== TASK DESCRIPTION ==
Please retype everything in the listing below, from the line containing "Annotate the bus mirror" down to the last line of the listing, both ends included.

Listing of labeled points
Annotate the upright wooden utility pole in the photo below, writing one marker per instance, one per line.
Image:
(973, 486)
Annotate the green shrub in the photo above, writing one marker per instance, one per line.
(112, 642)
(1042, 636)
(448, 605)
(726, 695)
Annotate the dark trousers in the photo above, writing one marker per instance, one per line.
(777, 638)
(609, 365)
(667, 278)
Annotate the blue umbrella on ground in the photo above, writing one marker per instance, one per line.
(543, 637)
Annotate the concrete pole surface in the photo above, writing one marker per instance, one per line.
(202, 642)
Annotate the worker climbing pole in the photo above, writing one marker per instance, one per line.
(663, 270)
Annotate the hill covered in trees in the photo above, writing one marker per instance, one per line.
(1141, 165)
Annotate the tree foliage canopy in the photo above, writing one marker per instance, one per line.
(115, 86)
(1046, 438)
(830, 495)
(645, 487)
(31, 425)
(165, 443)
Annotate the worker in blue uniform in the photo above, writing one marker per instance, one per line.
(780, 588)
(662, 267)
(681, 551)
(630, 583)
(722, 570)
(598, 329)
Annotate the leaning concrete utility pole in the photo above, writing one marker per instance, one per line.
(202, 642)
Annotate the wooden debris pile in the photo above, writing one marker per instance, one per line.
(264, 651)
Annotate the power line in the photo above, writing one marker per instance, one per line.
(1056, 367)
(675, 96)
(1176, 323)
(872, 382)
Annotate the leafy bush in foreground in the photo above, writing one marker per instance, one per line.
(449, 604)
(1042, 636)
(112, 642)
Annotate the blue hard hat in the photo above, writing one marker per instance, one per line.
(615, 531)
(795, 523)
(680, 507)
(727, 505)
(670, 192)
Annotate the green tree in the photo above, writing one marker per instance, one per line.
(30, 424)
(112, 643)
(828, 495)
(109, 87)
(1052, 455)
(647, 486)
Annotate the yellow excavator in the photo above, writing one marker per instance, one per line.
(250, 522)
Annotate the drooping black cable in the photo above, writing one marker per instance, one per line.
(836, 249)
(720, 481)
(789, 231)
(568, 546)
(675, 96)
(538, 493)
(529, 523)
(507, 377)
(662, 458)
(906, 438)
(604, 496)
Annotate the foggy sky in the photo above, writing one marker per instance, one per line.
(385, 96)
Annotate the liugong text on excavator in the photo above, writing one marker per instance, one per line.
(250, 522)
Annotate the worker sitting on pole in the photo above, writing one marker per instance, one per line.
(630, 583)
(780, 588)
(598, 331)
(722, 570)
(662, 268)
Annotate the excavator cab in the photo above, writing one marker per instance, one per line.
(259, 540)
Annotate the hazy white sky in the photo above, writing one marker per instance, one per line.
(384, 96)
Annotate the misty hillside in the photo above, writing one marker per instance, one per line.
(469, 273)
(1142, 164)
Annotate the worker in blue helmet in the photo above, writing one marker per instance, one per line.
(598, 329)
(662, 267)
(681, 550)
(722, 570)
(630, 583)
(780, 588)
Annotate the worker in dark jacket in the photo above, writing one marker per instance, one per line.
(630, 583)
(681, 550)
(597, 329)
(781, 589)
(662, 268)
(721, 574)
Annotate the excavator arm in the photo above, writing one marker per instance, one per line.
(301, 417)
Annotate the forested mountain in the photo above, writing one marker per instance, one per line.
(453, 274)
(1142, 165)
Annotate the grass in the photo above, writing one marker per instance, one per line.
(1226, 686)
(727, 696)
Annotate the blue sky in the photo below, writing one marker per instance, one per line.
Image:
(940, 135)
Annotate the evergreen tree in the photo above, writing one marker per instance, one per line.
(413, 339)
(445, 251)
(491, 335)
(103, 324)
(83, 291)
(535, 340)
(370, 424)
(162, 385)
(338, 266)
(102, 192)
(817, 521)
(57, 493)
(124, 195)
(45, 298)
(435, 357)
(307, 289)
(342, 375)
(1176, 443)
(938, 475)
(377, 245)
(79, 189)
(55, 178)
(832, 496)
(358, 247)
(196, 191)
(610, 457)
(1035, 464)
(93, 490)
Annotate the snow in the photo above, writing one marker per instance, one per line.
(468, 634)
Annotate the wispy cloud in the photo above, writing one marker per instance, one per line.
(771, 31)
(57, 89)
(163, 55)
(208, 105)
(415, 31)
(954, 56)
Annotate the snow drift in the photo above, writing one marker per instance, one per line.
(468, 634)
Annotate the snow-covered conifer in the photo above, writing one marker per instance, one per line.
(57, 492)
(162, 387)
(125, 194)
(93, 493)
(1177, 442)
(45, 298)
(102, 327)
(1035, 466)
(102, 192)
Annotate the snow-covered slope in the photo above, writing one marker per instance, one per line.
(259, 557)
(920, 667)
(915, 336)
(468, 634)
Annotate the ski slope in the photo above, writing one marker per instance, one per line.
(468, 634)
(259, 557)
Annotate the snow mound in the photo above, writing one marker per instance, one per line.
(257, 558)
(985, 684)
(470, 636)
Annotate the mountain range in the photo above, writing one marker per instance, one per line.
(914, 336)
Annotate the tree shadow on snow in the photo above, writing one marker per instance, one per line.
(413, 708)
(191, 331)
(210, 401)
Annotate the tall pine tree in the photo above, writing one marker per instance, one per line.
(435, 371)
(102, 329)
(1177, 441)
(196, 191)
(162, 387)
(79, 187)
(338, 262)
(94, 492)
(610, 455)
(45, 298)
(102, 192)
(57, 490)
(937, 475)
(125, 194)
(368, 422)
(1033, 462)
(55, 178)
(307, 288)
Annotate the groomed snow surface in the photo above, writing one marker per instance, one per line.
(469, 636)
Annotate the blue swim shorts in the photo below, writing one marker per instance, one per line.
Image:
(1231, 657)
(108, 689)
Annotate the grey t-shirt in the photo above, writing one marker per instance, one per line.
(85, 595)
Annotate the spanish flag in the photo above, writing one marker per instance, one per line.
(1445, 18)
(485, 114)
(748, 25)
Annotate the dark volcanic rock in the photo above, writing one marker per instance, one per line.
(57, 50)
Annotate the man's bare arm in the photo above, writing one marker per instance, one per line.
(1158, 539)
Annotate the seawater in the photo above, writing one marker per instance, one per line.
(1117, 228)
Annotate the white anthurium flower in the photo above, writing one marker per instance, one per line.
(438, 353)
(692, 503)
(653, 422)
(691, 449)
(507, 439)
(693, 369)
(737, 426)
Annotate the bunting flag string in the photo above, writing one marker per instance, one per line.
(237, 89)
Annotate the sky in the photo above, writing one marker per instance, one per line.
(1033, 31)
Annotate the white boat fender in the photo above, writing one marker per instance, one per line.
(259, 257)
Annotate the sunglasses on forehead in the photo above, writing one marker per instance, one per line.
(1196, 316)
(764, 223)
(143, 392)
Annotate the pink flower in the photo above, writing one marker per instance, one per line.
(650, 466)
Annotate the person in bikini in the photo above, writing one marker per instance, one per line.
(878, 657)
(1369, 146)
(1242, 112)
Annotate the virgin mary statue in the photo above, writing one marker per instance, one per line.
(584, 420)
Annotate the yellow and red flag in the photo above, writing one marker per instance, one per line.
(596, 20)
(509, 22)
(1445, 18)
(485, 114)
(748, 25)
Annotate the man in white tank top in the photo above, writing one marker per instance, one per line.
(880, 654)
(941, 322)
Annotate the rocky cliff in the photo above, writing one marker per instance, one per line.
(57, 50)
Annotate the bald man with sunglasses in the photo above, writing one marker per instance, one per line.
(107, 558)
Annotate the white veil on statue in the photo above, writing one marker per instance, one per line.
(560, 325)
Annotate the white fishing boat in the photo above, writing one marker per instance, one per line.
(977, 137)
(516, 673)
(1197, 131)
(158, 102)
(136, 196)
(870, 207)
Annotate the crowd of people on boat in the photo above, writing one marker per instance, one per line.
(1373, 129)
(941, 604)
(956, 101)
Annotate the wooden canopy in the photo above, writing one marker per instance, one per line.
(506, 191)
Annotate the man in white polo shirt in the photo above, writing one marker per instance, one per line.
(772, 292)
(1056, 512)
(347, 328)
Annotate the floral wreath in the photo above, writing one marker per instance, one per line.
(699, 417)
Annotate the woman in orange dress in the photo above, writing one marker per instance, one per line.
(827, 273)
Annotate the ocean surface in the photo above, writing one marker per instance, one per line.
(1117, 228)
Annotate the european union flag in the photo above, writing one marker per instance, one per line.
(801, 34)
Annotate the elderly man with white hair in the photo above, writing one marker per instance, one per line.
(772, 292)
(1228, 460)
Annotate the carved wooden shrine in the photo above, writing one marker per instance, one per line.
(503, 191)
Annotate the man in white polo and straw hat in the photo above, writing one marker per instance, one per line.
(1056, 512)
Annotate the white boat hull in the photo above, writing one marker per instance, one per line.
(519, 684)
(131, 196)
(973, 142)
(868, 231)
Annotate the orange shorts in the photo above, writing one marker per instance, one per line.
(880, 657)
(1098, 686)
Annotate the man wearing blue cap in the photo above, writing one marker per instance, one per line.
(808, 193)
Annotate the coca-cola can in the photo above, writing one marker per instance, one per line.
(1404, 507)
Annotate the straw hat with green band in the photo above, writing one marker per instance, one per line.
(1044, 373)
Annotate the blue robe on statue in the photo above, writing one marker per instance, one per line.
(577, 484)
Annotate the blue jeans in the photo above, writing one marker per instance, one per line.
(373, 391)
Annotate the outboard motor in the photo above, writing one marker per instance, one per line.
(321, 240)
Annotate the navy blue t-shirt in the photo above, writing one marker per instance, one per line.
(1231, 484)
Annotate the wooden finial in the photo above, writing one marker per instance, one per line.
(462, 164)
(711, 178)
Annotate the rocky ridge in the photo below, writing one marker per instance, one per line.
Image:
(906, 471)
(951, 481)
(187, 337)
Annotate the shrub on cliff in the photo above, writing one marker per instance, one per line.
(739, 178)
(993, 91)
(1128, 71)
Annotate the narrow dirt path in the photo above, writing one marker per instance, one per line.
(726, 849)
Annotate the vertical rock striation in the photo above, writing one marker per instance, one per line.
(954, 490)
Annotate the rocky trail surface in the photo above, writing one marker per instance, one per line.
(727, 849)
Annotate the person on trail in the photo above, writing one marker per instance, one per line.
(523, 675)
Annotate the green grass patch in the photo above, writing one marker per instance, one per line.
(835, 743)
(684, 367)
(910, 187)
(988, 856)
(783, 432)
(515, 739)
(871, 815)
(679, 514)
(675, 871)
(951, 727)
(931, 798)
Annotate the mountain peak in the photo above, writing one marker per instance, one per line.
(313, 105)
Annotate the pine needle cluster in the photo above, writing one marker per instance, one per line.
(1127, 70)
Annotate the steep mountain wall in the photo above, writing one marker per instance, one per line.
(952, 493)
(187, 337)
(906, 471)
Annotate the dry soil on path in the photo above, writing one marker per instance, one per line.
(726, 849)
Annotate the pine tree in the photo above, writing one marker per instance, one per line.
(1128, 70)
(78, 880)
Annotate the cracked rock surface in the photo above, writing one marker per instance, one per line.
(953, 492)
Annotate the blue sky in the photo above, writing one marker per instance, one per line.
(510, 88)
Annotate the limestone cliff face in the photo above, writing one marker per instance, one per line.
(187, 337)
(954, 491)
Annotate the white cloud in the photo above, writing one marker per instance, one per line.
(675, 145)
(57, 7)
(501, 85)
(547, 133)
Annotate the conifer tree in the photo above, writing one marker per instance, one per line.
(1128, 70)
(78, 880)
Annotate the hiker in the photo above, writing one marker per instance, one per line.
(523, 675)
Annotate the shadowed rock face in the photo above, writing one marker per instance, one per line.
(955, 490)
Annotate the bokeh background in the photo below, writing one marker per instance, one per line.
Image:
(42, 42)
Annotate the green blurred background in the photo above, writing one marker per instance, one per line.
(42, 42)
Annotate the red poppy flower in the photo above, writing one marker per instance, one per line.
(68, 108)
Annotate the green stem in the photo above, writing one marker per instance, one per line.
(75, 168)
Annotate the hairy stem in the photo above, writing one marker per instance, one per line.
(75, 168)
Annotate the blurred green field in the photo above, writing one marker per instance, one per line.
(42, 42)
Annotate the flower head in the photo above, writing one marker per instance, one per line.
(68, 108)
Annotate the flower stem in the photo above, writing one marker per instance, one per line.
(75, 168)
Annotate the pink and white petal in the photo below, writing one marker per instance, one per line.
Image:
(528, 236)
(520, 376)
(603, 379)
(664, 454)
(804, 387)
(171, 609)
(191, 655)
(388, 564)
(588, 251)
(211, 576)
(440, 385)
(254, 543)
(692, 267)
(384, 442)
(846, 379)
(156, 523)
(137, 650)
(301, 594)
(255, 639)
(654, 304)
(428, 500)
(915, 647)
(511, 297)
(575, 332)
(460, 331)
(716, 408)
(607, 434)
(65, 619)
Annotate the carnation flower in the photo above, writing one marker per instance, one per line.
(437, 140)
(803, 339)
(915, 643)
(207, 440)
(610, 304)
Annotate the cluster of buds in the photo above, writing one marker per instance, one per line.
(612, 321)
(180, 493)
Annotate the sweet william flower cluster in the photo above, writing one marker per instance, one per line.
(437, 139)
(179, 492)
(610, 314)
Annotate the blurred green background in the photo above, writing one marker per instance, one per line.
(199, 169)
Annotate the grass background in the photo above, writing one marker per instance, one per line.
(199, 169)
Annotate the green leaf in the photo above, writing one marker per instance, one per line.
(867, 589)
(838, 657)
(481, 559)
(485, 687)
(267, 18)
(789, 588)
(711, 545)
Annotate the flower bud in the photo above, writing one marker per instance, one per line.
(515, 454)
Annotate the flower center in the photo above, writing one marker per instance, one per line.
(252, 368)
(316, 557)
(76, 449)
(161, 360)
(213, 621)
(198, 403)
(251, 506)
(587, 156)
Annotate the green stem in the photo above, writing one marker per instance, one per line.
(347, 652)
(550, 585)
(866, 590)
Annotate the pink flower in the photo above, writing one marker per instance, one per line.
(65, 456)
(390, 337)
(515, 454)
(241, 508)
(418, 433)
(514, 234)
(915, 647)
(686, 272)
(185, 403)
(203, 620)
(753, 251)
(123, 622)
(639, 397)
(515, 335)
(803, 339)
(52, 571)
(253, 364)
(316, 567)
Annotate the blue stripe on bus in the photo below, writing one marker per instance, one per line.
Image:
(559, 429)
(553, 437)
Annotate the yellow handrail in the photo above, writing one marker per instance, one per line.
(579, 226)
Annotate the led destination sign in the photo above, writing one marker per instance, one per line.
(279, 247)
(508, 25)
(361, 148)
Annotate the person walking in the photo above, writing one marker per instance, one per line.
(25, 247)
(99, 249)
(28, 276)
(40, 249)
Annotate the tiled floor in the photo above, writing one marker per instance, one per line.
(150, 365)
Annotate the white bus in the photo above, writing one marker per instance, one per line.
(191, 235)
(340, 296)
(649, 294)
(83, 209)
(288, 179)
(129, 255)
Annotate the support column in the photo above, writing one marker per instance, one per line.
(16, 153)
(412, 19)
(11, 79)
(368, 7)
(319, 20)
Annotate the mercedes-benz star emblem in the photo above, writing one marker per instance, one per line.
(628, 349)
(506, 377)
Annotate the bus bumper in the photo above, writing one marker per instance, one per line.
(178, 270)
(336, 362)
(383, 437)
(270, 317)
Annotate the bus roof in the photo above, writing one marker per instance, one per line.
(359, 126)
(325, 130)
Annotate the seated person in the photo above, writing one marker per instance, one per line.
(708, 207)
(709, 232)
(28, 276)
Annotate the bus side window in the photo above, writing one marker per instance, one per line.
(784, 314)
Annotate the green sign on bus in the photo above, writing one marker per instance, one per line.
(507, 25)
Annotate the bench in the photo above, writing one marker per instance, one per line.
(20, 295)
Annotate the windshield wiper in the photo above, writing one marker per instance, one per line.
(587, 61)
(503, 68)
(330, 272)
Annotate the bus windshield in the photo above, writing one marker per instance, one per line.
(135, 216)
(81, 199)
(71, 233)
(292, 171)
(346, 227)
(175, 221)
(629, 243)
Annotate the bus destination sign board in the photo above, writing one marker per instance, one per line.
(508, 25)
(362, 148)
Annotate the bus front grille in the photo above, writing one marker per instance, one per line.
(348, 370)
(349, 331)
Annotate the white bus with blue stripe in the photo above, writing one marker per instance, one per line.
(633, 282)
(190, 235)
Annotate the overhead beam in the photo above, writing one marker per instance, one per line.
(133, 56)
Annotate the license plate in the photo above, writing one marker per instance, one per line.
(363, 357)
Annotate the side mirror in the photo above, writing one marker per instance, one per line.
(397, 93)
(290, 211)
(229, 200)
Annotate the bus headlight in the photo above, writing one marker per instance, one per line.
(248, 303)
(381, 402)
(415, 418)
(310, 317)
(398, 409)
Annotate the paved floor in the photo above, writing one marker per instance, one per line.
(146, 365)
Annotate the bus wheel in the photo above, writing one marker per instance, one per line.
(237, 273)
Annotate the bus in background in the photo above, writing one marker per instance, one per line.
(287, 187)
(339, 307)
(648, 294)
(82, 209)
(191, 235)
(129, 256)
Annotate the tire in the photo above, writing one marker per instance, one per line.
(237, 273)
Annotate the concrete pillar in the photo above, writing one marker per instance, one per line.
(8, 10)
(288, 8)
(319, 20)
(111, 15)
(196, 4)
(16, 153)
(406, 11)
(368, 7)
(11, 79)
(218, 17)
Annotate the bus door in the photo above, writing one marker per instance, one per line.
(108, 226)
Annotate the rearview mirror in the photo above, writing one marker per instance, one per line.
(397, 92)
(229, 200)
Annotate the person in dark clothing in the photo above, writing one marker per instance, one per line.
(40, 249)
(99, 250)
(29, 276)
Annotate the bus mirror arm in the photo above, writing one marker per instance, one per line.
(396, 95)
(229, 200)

== REPLY ==
Annotate the bus mirror arm in the photo above, writing one marker per instance, one per line.
(396, 95)
(229, 200)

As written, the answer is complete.